● **Records for this task**
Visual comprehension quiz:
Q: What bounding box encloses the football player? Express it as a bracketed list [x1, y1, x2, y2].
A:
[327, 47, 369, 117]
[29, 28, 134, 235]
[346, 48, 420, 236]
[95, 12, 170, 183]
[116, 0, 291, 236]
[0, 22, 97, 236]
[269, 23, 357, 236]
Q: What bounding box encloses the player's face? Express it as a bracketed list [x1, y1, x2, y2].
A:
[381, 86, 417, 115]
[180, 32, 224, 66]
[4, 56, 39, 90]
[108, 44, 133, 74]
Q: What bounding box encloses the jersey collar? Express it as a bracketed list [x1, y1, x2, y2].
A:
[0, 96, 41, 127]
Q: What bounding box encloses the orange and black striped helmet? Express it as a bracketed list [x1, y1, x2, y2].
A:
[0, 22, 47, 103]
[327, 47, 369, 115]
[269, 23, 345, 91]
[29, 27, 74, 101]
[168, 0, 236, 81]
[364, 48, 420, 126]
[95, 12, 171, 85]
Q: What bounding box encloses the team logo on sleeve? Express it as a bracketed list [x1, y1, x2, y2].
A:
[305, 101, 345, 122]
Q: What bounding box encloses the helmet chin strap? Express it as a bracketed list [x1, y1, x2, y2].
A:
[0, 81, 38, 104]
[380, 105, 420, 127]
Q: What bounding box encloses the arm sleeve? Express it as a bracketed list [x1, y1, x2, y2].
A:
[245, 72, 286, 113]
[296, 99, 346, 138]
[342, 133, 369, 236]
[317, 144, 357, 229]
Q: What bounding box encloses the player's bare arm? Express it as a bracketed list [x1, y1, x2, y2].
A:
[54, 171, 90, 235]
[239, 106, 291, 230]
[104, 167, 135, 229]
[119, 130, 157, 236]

...

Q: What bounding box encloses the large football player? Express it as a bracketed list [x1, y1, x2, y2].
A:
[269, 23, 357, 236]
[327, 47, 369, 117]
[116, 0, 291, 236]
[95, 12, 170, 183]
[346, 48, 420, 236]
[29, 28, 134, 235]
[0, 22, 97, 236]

● **Exercise task**
Rewrite the records between the line containing "Q: What bounding box encloses the jersey" and the line containing "[95, 12, 171, 85]", inclusive, as a Markdown table with the columns Row and Line. Number each row and leave out any blank lines.

● **Right answer**
| Row | Line |
|---|---|
| 1 | Q: What bounding box encloses the jersey collar? Express it as a bracketed list [x1, y1, x2, y2]. |
| 2 | A: |
| 3 | [0, 96, 41, 127] |
| 4 | Q: What bounding box encloses the orange and black striped helmet? Express it as a bracketed list [x1, y1, x2, y2]. |
| 5 | A: |
| 6 | [0, 22, 47, 103] |
| 7 | [327, 47, 369, 115] |
| 8 | [269, 23, 345, 91] |
| 9 | [29, 27, 74, 101] |
| 10 | [168, 0, 236, 81] |
| 11 | [364, 48, 420, 126] |
| 12 | [95, 12, 171, 85] |